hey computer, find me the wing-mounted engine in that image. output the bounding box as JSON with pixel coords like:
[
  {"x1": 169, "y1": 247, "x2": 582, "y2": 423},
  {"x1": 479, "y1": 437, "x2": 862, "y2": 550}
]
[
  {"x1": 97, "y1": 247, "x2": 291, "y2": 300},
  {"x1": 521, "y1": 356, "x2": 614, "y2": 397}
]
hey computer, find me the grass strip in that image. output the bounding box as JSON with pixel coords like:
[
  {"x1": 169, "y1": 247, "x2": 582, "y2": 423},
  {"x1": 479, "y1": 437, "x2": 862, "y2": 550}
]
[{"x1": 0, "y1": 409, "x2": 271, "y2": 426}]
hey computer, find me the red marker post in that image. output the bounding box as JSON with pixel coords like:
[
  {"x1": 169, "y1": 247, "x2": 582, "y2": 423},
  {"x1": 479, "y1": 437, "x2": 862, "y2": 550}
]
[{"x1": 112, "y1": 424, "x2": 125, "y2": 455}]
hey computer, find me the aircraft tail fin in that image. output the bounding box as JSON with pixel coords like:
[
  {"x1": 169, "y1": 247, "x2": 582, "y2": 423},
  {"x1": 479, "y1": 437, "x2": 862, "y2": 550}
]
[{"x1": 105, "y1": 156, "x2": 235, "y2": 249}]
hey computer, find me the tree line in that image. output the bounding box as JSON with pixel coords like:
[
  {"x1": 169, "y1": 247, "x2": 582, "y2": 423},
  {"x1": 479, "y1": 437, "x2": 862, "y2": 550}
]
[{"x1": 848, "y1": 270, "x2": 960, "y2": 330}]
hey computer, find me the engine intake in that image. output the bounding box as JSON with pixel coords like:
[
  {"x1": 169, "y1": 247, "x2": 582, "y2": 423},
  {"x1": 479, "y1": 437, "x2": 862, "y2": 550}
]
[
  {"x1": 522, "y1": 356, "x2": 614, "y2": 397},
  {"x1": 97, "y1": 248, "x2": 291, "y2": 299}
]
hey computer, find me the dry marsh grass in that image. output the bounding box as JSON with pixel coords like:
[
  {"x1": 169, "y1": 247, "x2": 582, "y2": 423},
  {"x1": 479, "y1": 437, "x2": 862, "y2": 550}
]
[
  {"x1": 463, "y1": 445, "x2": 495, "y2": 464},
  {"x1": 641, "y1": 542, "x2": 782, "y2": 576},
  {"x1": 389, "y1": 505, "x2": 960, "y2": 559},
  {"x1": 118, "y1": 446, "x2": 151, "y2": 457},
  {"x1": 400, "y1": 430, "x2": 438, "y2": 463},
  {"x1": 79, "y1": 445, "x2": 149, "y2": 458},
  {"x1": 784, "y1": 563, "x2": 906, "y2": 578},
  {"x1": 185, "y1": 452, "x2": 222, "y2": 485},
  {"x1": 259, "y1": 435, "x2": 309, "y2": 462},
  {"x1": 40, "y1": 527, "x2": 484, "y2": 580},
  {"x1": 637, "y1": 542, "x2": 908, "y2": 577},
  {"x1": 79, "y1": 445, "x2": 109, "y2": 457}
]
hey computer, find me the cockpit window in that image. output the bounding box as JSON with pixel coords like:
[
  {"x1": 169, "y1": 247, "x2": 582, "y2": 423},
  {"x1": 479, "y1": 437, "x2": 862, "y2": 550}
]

Problem:
Transcribe all entries exactly as they are given.

Answer box:
hey computer, find me the wing-mounted engine in that image. output the bounding box as JSON with pixel coords like:
[
  {"x1": 169, "y1": 247, "x2": 582, "y2": 423},
  {"x1": 479, "y1": 437, "x2": 862, "y2": 550}
]
[
  {"x1": 97, "y1": 247, "x2": 291, "y2": 300},
  {"x1": 521, "y1": 356, "x2": 614, "y2": 397}
]
hey computer, find me the grass strip in that image. output the bounding box as JSON with pixel coords like:
[
  {"x1": 169, "y1": 247, "x2": 582, "y2": 423},
  {"x1": 479, "y1": 437, "x2": 862, "y2": 550}
]
[{"x1": 0, "y1": 409, "x2": 271, "y2": 426}]
hey computer, find me the red marker post in that image. output the bounding box as JSON with pixel coords like:
[
  {"x1": 169, "y1": 247, "x2": 582, "y2": 423},
  {"x1": 479, "y1": 437, "x2": 862, "y2": 550}
]
[{"x1": 112, "y1": 424, "x2": 125, "y2": 455}]
hey computer, find me the aircraft tail fin in that image. output the bounding box as JSON with pixel coords like:
[
  {"x1": 169, "y1": 247, "x2": 582, "y2": 423},
  {"x1": 479, "y1": 437, "x2": 862, "y2": 550}
]
[{"x1": 105, "y1": 156, "x2": 235, "y2": 249}]
hey computer, find me the tree line in that image. output the bounding box as JSON with pixel coords like:
[
  {"x1": 169, "y1": 247, "x2": 582, "y2": 423},
  {"x1": 479, "y1": 437, "x2": 862, "y2": 550}
]
[{"x1": 848, "y1": 270, "x2": 960, "y2": 330}]
hey computer, find me the engine intake in that image. output the bounding box as JSON with pixel coords like:
[
  {"x1": 169, "y1": 247, "x2": 582, "y2": 423},
  {"x1": 479, "y1": 437, "x2": 862, "y2": 550}
]
[
  {"x1": 522, "y1": 356, "x2": 614, "y2": 397},
  {"x1": 97, "y1": 248, "x2": 291, "y2": 299}
]
hey computer, find me the dry marsh grass in that image. output the bounding box as JSON with pixel coords like:
[
  {"x1": 169, "y1": 247, "x2": 582, "y2": 423},
  {"x1": 479, "y1": 437, "x2": 862, "y2": 550}
]
[
  {"x1": 463, "y1": 445, "x2": 495, "y2": 464},
  {"x1": 641, "y1": 542, "x2": 782, "y2": 576},
  {"x1": 389, "y1": 505, "x2": 960, "y2": 559},
  {"x1": 118, "y1": 446, "x2": 151, "y2": 457},
  {"x1": 400, "y1": 430, "x2": 438, "y2": 463},
  {"x1": 79, "y1": 445, "x2": 149, "y2": 458},
  {"x1": 784, "y1": 563, "x2": 906, "y2": 578},
  {"x1": 185, "y1": 452, "x2": 222, "y2": 485},
  {"x1": 259, "y1": 435, "x2": 309, "y2": 462},
  {"x1": 40, "y1": 527, "x2": 484, "y2": 580},
  {"x1": 637, "y1": 542, "x2": 908, "y2": 577},
  {"x1": 79, "y1": 445, "x2": 109, "y2": 457}
]
hey computer, find me the cockpit window in that image. output the bounding box as JSON with pixel coords like:
[
  {"x1": 169, "y1": 247, "x2": 582, "y2": 423},
  {"x1": 479, "y1": 437, "x2": 862, "y2": 550}
]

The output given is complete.